Zu erledigen:
1. Wie lautet der Satz „Zudem hat die Regierung über 27000 Lizenzen zur Ausbeutung von Bodenschätzen an Privatunternehmen vergeben, was etwa einem Viertel des mexikanischen Territoriums entspricht.“ aus dem Text über Mexiko auf Englisch?
2. Setzen Sie den Text über Mexiko im Anschluss an seinen letzten Satz fort.

Seite:

++++++++++++++++++++

Unter den PAN-Präsidenten Vicente Fox und Felipe Calderón ging zwischen 2000 und 2012 die Deregulierung und Privatisierung in der Wirtschaft weiter, dazu kamen die verheerenden Auswirkungen des »Drogenkrieges« in Calderóns Regierungsperiode. Seit Ende 2006 verzeichnet die »Bewegung für einen Frieden mit Gerechtigkeit und Würde« (MPJD) 80000 Tote, 20000 Verschwundene und Hunderttausende Vertriebene.

Der neue Präsident Peña Nieto, bei dessen Amtseinführung am 1. Dezember 2012 mehrere Dutzend Demonstranten verletzt und über 100 Personen wochenlang inhaftiert und mehrheitlich mißhandelt wurden, hat zwar blumig ein stärkeres Engagement für die Einhaltung der Menschenrechte angekündigt, setzt jedoch weiter auf die Militarisierung des hoch korrupten Landes, in dem viele Staatsdiener in die organisierte Kriminalität involviert sind, und auf eine Fortsetzung der Privatisierungspolitik, vor allem in den zentralen Bereichen der Ölförderung und der Energieproduktion. Zudem hat die Regierung über 27000 Lizenzen zur Ausbeutung von Bodenschätzen an Privatunternehmen vergeben, was etwa einem Viertel des mexikanischen Territoriums entspricht. Es ist also durchaus legitim, mit Rückblick auf die Diktatur von Porfirio Díaz, die vor gut 100 Jahren endete, von einem Neo-Porfiriat unter PRI-Herrschaft zu sprechen, welches noch fatalere Folgen für Bevölkerungsmehrheiten hat als die »perfekte Diktatur« (Vargas Llosa) der PRI in der zweiten Hälfte des 20. Jahrhunderts.

++++++++++++++++++++

Verfügbare Daten:
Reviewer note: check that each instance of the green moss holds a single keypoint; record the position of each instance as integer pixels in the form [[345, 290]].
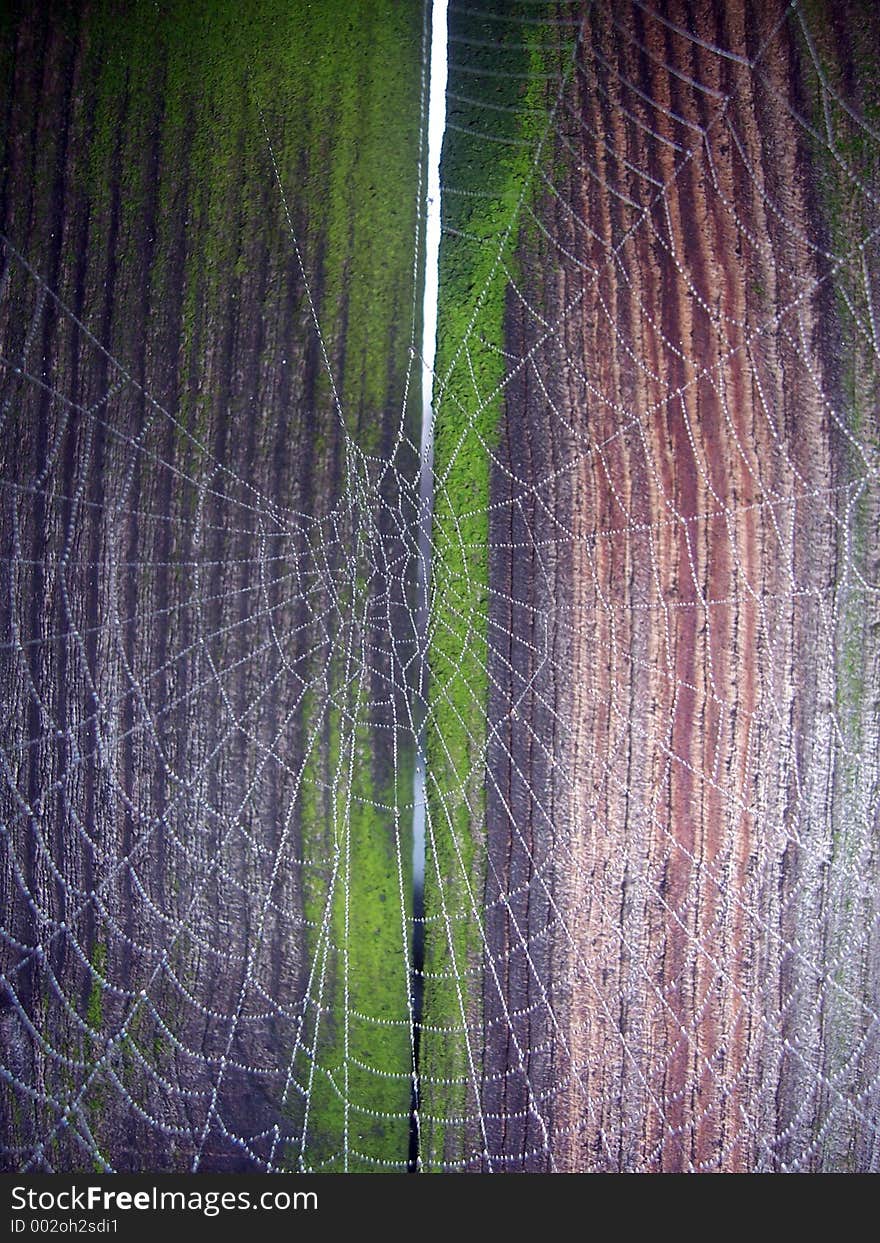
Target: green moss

++++++++++++++++++++

Lösungen:
1. Moreover, the government has granted more than 27,000 licenses for the exploitation of mineral resources to private companies, which corresponds to roughly a quarter of Mexico's territory.

2.
In Chiapas siegte bei den Gouverneurswahlen 2012 der gemeinsame Kandidat von PRI und der Grünen ökologischen Partei Mexikos (PVEM). Letztere hat wenig mit europäischen grünen Parteien gemein; sie forderte beispielsweise bei den Wahlen im Jahr 2006 die Einführung der Todesstrafe. Manuel Velasco Coello von der PVEM, ein 32jähriger weißer Oligarchensproß, der seit Jahren mit gekauften Artikeln auf seine Machtübernahme in Chiapas hingearbeitet hat, äußert sich bislang aalglatt und mitunter sogar positiv über die EZLN. Nach der spektakulären Aktion der Zapatistas appellierte er an die Bundesbehörden, endlich die Rechte der indigenen Bevölkerung juristisch bindend anzuerkennen. Paradoxerweise hatte er noch Monate zuvor betont, die »Entwicklungsprojekte« seines Vorgänger Juan Sabines (PRD) weiterzuführen — darunter Ölpalmenmonokulturen, Luxustourismusprojekte und große Infrastrukturmaßnahmen, wogegen die indigenen Organisationen seit Jahren protestieren, weil es ihre Lebensgrundlage, die für ihre Subsistenzwirtschaft wichtigen Ländereien, bedroht.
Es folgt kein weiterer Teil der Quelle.